What Do We Long For, When We Long For Travel?

What torments us the most in these strange times of confinement? Why are we so unsettled, when we are restricted to the place most familiar to us?


A man looks at the landscape that stretches out in front of him. Is it Caspar David Friedrich’s protagonist facing the foggy abyss? Or perhaps Odysseus, confronting the lightning-struck sea that separates Calypso’s island from his bed at home in Ithaca?

Odysseus, as we all know, is tormented by “nostos,” a term in ancient Greek literature – he desperately wants to go back home:

 

“Him she found sitting on the shore, And his eyes were never dry of tears, And his sweet life was ebbing away, as he longed mournfully for his return, For the nymph was no longer pleasing in his sight.” (Passage from Homer’s “Odyssey”, 151-5, translation by A.T Murray, 1919)

Yet what does the romantic 19th-century figure long for at the edge of the precipice? What is he thinking of? Could he be the ancestor of the stereotypical German tourist, the one that, inevitably, we all have run into, crossing the Samaria gorge with an almost irritating enthusiasm, or roasting under the sun on the most inaccessible Cycladic beach – fully nude, naturally – or even smiling at us from a table at Barba Yiannis’ kafeneio, wearing socks with his Birkenstocks?
---
**Directives:**
a) In the travel essay, what ancient Greek term names Odysseus's torment?
b) Repeat the travel essay word for word from "What Do We Long" to "A.T Murray, 1919)".
The material that comes next stands apart from the travel essay.
---
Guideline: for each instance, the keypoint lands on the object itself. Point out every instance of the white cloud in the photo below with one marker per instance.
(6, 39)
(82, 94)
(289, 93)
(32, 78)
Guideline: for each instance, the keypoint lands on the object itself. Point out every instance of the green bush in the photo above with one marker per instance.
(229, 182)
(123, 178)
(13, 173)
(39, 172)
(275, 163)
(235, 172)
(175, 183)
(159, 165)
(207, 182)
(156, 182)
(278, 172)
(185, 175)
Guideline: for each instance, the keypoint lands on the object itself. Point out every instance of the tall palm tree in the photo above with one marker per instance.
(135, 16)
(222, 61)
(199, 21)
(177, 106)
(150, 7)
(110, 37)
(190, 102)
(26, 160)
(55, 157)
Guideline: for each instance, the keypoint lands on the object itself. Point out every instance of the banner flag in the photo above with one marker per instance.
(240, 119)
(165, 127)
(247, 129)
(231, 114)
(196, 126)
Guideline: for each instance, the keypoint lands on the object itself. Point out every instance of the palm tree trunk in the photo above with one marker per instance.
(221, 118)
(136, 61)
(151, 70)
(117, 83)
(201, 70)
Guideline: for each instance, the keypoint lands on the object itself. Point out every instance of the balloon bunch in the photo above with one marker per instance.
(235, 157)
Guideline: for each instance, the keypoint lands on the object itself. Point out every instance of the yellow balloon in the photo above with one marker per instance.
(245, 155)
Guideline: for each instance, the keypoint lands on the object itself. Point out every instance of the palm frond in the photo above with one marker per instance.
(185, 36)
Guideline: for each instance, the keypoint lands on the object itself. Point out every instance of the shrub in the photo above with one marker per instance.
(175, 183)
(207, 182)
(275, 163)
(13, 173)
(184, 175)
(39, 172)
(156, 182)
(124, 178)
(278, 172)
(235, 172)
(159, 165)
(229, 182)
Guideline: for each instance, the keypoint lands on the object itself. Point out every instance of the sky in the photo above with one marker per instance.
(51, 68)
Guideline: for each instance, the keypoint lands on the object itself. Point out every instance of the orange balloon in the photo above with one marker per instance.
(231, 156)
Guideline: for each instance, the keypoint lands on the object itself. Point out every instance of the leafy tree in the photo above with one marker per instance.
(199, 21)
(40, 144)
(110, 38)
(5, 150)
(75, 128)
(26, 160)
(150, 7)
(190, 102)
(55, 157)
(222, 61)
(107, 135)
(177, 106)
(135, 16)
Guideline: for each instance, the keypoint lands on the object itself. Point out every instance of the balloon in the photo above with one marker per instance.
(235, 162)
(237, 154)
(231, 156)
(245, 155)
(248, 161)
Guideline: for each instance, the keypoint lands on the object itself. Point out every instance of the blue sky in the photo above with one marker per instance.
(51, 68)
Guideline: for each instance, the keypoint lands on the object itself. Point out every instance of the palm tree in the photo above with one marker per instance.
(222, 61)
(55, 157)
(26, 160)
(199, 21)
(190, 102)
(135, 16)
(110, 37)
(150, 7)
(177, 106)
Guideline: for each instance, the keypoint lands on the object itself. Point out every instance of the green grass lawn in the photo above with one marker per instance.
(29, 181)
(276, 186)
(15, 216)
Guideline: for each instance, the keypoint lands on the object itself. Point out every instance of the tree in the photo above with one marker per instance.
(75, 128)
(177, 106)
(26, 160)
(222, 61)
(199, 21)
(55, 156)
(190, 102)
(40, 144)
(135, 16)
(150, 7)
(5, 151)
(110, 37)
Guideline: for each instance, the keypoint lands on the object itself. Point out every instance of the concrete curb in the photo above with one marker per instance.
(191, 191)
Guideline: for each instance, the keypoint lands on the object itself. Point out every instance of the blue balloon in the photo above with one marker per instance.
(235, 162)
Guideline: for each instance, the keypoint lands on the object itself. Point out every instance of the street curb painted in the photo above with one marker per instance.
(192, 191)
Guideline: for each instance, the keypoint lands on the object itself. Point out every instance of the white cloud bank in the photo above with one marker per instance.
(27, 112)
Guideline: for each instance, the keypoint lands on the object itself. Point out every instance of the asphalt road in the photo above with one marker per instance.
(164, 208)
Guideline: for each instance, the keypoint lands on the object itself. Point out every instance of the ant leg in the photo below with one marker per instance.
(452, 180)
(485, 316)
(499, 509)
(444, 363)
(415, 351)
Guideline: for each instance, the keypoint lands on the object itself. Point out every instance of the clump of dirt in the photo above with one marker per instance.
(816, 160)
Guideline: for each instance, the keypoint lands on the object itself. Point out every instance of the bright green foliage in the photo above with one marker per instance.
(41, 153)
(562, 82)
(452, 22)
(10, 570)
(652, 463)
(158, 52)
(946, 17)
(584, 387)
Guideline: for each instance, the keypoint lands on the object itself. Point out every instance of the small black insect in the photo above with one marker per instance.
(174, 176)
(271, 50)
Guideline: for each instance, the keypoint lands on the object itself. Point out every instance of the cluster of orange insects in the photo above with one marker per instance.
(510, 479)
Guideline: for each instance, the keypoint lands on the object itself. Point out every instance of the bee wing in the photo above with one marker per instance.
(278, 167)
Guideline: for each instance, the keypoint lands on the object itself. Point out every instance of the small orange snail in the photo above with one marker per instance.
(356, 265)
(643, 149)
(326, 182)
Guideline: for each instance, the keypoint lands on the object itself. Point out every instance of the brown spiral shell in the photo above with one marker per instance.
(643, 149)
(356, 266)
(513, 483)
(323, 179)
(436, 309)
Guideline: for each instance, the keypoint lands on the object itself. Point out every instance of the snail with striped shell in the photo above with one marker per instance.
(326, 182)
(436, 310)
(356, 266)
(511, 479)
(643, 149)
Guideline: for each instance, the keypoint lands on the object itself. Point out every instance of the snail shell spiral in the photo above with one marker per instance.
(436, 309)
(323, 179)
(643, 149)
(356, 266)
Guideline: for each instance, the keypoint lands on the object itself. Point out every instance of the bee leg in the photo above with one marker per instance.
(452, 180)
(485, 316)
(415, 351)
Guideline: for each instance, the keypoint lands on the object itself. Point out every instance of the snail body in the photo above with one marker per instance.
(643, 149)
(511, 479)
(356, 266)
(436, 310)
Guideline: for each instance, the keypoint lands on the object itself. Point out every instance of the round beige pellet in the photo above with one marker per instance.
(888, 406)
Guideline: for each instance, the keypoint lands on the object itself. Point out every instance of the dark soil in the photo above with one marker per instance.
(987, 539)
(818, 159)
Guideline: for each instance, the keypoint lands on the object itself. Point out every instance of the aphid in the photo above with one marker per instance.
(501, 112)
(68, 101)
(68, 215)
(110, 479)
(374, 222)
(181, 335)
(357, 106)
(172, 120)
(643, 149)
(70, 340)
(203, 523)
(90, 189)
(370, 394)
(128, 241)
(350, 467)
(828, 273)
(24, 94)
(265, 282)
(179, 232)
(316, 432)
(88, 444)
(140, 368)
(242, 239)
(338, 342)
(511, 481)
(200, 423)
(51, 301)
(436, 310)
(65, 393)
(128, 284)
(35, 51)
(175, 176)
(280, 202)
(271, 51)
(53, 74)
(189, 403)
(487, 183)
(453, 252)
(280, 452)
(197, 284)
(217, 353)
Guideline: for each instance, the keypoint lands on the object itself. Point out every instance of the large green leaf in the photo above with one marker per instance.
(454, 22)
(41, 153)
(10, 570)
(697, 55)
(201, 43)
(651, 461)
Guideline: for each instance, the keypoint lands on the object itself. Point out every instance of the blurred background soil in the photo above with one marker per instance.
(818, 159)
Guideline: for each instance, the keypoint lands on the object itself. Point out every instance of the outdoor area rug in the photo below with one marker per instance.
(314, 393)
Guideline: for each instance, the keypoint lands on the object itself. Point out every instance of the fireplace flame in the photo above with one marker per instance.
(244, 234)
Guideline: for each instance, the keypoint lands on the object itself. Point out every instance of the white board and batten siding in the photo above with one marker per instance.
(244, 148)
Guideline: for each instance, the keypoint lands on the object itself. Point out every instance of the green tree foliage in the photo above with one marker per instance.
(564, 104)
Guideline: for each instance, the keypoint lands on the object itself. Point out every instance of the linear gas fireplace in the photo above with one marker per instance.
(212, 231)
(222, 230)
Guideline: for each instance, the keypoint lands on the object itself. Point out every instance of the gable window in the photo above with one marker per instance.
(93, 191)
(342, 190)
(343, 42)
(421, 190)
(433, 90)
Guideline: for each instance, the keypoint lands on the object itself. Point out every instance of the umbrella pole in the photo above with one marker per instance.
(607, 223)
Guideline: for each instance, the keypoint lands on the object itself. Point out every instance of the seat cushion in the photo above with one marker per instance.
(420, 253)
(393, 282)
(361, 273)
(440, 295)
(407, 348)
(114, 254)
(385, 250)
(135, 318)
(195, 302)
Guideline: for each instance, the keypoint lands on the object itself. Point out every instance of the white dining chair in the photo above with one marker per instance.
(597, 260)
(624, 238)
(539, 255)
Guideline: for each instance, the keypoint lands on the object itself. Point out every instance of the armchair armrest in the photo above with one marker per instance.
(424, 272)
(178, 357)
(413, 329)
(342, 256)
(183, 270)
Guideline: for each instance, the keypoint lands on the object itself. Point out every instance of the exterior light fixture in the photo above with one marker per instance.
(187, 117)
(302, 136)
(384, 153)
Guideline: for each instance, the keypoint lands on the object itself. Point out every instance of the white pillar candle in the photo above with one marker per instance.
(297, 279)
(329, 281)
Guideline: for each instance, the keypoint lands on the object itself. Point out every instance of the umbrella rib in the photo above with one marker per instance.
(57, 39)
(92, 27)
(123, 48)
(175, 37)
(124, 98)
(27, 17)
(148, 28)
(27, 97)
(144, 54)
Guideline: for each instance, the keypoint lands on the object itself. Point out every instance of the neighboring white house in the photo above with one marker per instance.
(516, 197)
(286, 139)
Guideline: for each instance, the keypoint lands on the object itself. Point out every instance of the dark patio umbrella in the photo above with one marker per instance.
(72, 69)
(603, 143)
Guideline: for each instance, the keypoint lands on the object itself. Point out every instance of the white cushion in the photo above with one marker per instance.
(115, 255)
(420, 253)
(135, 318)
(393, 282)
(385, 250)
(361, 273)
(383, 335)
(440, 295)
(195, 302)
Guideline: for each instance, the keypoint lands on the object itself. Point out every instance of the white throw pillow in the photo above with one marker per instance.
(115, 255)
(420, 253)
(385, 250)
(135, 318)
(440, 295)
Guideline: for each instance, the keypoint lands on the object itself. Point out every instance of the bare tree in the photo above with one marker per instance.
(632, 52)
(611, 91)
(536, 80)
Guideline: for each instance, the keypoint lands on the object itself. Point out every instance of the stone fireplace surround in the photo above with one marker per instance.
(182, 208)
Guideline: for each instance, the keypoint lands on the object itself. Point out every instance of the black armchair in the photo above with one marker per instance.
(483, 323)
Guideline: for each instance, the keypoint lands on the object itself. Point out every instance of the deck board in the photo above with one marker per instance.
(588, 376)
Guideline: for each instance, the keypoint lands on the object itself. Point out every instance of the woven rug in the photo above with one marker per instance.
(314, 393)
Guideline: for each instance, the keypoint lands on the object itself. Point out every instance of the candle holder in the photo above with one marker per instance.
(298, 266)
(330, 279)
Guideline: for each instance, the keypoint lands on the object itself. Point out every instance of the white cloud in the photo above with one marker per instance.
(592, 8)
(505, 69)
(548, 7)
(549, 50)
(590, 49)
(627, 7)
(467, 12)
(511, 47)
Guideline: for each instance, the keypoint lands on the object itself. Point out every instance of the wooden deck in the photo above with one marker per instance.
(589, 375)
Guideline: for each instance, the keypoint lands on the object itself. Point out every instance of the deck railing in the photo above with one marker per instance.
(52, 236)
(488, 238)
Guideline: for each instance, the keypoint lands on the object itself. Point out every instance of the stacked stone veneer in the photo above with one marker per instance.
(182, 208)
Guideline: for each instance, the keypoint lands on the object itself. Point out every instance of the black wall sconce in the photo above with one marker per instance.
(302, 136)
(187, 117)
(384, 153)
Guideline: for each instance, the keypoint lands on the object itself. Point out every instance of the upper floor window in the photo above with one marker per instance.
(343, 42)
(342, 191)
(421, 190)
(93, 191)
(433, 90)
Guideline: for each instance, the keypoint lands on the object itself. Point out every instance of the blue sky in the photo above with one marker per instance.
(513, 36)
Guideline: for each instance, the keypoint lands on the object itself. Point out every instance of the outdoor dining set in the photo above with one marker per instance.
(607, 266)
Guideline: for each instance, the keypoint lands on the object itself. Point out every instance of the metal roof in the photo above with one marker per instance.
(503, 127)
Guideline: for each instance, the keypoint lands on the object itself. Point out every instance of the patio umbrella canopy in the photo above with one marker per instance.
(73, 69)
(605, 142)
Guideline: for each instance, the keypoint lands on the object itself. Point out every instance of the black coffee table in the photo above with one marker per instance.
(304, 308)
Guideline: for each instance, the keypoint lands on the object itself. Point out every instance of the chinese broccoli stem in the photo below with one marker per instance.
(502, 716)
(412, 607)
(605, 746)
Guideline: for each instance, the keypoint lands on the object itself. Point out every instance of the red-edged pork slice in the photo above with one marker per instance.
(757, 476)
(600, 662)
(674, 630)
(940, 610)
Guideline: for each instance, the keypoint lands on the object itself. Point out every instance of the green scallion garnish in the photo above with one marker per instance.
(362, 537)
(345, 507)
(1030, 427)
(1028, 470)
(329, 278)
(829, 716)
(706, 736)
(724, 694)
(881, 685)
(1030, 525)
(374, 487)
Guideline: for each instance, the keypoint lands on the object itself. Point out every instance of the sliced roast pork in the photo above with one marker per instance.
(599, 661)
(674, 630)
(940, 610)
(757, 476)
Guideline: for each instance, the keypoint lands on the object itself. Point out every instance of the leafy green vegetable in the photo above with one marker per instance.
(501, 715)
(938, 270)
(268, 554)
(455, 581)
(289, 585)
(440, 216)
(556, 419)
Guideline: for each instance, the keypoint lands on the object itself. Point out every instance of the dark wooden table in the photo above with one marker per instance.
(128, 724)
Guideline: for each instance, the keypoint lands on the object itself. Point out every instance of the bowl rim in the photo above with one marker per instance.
---
**Solutions below:**
a) Nostos.

b)
What Do We Long For, When We Long For Travel?

What torments us the most in these strange times of confinement? Why are we so unsettled, when we are restricted to the place most familiar to us?


A man looks at the landscape that stretches out in front of him. Is it Caspar David Friedrich’s protagonist facing the foggy abyss? Or perhaps Odysseus, confronting the lightning-struck sea that separates Calypso’s island from his bed at home in Ithaca?

Odysseus, as we all know, is tormented by “nostos,” a term in ancient Greek literature – he desperately wants to go back home:

 

“Him she found sitting on the shore, And his eyes were never dry of tears, And his sweet life was ebbing away, as he longed mournfully for his return, For the nymph was no longer pleasing in his sight.” (Passage from Homer’s “Odyssey”, 151-5, translation by A.T Murray, 1919)